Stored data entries
<<<<
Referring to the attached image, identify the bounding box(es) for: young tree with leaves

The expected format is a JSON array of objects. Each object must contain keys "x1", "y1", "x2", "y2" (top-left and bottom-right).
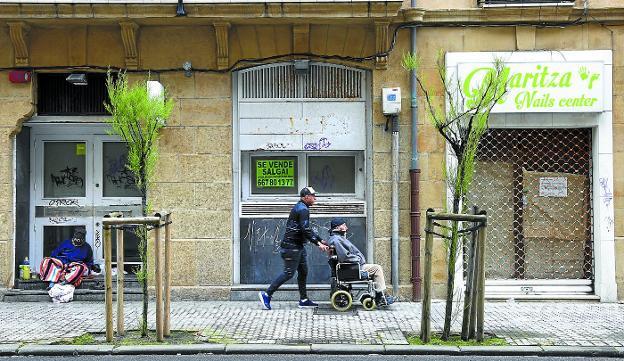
[
  {"x1": 104, "y1": 72, "x2": 174, "y2": 336},
  {"x1": 402, "y1": 52, "x2": 507, "y2": 340}
]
>>>>
What is being asked -
Where pictures appear, omit them, and transcribe exactly, with nothing else, the lines from the line with "The expected format" through the final line of the records above, both ends included.

Task output -
The expected format is a JSON array of objects. Each object must contain keys "x1", "y1", "x2", "y2" (top-left and bottom-right).
[
  {"x1": 104, "y1": 72, "x2": 174, "y2": 336},
  {"x1": 402, "y1": 52, "x2": 507, "y2": 340}
]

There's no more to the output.